▶ _Problem to solve_
Please show each line from the entries below that contains the word "wire", copying every such line in full.

▶ _Supplied records_
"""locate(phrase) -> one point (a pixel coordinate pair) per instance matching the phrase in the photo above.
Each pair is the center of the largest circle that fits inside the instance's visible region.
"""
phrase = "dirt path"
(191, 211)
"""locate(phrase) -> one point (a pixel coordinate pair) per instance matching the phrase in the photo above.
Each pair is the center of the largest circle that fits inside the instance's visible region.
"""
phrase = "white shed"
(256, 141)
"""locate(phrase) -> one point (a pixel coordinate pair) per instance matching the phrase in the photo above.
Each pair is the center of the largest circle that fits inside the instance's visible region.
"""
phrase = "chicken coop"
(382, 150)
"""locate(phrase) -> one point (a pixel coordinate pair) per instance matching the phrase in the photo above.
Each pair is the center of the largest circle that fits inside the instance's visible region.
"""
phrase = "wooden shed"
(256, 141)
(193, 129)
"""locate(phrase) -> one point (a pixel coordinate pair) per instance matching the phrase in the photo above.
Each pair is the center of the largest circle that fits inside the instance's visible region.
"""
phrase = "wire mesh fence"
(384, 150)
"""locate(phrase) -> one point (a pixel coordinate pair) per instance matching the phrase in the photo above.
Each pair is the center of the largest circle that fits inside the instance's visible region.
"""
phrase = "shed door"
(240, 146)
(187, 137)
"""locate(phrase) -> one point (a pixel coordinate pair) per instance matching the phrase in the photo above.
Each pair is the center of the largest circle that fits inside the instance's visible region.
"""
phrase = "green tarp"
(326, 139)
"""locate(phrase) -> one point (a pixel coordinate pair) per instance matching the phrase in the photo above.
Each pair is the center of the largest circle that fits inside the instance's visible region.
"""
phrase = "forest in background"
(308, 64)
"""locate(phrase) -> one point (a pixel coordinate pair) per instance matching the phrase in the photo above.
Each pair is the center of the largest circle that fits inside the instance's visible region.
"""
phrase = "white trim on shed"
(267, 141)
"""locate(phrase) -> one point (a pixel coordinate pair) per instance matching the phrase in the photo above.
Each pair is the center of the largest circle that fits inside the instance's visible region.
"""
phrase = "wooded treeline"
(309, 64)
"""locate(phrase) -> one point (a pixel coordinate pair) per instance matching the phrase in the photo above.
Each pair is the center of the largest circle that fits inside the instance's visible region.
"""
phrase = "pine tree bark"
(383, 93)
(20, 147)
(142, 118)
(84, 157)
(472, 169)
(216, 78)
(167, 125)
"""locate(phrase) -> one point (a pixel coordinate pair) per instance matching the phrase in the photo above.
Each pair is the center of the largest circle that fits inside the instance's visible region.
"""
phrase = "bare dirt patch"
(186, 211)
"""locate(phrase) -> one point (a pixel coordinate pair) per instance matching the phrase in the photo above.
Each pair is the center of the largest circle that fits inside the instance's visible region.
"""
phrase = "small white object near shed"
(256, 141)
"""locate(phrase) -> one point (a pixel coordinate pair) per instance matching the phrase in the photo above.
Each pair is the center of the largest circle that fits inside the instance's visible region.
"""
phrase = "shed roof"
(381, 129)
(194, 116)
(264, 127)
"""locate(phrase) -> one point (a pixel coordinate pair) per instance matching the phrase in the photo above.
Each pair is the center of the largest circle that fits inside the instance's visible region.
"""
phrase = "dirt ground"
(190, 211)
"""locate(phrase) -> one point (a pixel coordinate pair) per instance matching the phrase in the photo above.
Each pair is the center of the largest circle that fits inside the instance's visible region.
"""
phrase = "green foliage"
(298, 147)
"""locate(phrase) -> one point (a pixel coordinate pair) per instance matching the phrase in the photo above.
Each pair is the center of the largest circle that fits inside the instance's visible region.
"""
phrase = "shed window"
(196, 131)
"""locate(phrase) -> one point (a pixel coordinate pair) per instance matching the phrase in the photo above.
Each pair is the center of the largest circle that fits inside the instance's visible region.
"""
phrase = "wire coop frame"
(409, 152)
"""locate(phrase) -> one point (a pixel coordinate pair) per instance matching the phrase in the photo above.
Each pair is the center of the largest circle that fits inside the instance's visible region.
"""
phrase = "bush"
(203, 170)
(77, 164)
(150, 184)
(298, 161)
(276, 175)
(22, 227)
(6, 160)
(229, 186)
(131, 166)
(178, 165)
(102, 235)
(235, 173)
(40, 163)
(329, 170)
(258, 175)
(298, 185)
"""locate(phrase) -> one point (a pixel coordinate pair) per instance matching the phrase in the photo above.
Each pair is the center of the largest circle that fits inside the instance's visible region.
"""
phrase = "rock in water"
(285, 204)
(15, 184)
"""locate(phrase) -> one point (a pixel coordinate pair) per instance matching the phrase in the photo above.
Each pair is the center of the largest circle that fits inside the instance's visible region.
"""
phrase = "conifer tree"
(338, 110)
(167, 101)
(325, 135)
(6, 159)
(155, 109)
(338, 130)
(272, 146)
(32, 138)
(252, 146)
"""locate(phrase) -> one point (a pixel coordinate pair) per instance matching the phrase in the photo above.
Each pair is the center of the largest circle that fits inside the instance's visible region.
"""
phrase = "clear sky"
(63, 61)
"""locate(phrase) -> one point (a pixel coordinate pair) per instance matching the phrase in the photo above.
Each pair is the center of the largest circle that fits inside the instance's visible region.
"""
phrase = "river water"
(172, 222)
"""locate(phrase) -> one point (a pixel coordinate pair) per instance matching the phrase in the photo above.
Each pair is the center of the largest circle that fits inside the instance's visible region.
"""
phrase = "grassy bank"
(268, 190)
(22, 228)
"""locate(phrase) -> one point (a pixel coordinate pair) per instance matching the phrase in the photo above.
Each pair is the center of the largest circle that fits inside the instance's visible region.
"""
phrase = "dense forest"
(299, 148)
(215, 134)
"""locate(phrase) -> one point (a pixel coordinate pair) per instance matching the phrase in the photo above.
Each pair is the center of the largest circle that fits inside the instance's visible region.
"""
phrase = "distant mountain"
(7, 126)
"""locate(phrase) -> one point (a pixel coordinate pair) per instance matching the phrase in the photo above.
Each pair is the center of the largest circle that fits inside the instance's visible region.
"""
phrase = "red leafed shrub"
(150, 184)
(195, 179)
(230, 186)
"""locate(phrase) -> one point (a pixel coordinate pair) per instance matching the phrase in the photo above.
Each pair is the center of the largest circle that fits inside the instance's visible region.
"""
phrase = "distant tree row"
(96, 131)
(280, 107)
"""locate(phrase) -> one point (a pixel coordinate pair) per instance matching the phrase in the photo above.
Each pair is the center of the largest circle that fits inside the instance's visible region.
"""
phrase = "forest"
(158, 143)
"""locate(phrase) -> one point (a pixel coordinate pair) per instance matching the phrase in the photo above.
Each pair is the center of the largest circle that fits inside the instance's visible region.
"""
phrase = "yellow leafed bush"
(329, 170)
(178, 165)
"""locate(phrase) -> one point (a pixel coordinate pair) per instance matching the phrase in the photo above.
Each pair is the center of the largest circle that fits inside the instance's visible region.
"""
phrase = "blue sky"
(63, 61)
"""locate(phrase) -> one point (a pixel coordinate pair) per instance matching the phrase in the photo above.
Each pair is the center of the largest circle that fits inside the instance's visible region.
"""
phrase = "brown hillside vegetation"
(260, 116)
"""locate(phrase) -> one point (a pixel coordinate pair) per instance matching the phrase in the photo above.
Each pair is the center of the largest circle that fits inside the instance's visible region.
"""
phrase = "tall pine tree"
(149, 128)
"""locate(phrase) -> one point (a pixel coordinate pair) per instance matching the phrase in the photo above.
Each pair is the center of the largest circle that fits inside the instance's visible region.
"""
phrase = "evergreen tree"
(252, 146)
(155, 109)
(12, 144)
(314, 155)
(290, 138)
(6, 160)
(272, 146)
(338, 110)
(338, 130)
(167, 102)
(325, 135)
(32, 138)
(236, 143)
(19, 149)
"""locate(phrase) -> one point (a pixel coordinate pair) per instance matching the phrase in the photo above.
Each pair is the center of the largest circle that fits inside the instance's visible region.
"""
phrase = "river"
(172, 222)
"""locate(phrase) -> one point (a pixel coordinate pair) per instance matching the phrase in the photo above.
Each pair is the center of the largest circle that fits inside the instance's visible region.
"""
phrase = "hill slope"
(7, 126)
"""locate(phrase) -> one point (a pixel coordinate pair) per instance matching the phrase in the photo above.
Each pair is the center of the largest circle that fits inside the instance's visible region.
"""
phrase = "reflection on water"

▶ _Exercise answer_
phrase = "wire mesh fence"
phrase = "wire coop frame"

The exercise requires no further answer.